• [TRECHO DO TEXTO]:
....
Loop Hero é o primeiro lançamento grande do estúdio Four Quarters, que antes publicava pequenos jogos gratuitos em sua página do itch.io como parte da game jam Ludum Dare. Loop Hero era um destes, sendo uma mistura de jogos de carta com um RPG roguelike de estratégia, mas o grande potencial que ele tinha fez com que o estúdio resolvesse fazer uma versão completa do jogo.
Sendo publicado pela Devolver Digital, será que o conceito único do jogo é o suficiente para justificar a sua longa jornada?
A história
1. O básico
A narrativa de Loop Hero não é exatamente simples, mas é passada de maneira rasa na gameplay e deve ser descoberta de maneira profunda pelo jogador ao comprar páginas da enciclopédia no jogo.
Ele se passa em um mundo onde tudo está sendo apagado e esquecido de maneira rápida, onde somente a protagonista tem a habilidade de “lembrar” partes do mundo e trazê-las de volta. Com esta habilidade, ela monta um acampamento junto de outros sobreviventes e descobre que toda hora que ela morre, volta à vida.
Assim, ela faz jornadas no mundo apagado para tentar descobrir quem ou o que causou o fim do mundo como era, enfrentando várias criaturas inspiradas em RPGs clássicos e reconstruindo infinitamente o mundo ao seu redor.
2. Como ela é contada
Além da premissa básica, a já mencionada enciclopédia é o jeito de entender mais como funciona o universo do jogo. Ela traz muito mais informações e de maneira mais clara que qualquer diálogo do jogo, e isso não é necessariamente algo ruim.
Esse estilo de contar a história (e até os temas de esquecimento do mundo e do quão fraca é a protagonista, mesmo com sua “imortalidade”) é muito provavelmente inspirado na saga Dark Souls, trazendo um ar fresco de descoberta e mistério ao universo do jogo.
3. As personagens
Algo que claramente não é inspirado na saga Souls é a maneira que os NPCs agem. Eles podem ser levemente peculiares, mas todos passam a impressão de que são apenas pessoas tentando viver suas vidas normalmente e querendo que o mundo volte ao normal. Eles são agradáveis e mesmo que tenham poucas linhas de diálogo, ajudam a fortalecer os temas do jogo.
Não só isso, mas os inimigos também conversam com a protagonista (mas apenas na primeira vez que você os encontra, excluindo bosses) e apresentam seus motivos, que não são maléficos, e explicam que eles só estão tentando sobreviver com a falta de recursos que veio em consequência da escuridão do mundo.
....
• [AMOSTRA DOS DADOS]:
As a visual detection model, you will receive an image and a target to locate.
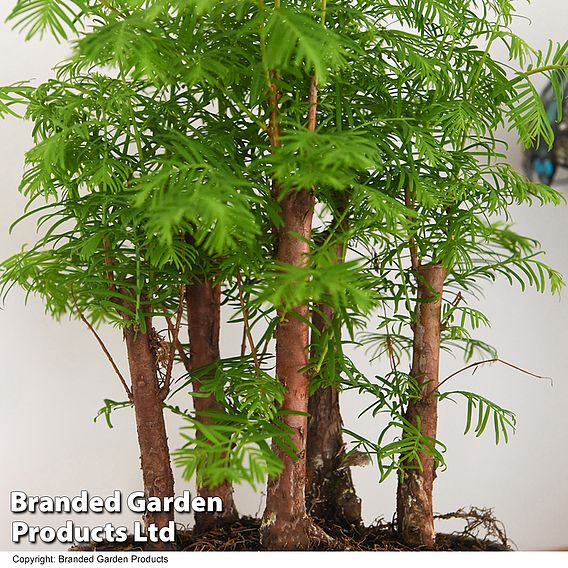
....
• [O QUE SE PEDE]:
**A)** Liste os títulos das seções numeradas do texto sobre Loop Hero.
**B)** Por favor, devolva o trecho do texto sobre Loop Hero que começa nas palavras "Sendo publicado pela" e termina depois de "volta à vida.".
O material não tem relação com o texto sobre Loop Hero.

• [RESPOSTAS POR TAREFA]:
**A)**
1. O básico
2. Como ela é contada
3. As personagens

**B)**
Sendo publicado pela Devolver Digital, será que o conceito único do jogo é o suficiente para justificar a sua longa jornada?
A história
1. O básico
A narrativa de Loop Hero não é exatamente simples, mas é passada de maneira rasa na gameplay e deve ser descoberta de maneira profunda pelo jogador ao comprar páginas da enciclopédia no jogo.
Ele se passa em um mundo onde tudo está sendo apagado e esquecido de maneira rápida, onde somente a protagonista tem a habilidade de “lembrar” partes do mundo e trazê-las de volta. Com esta habilidade, ela monta um acampamento junto de outros sobreviventes e descobre que toda hora que ela morre, volta à vida.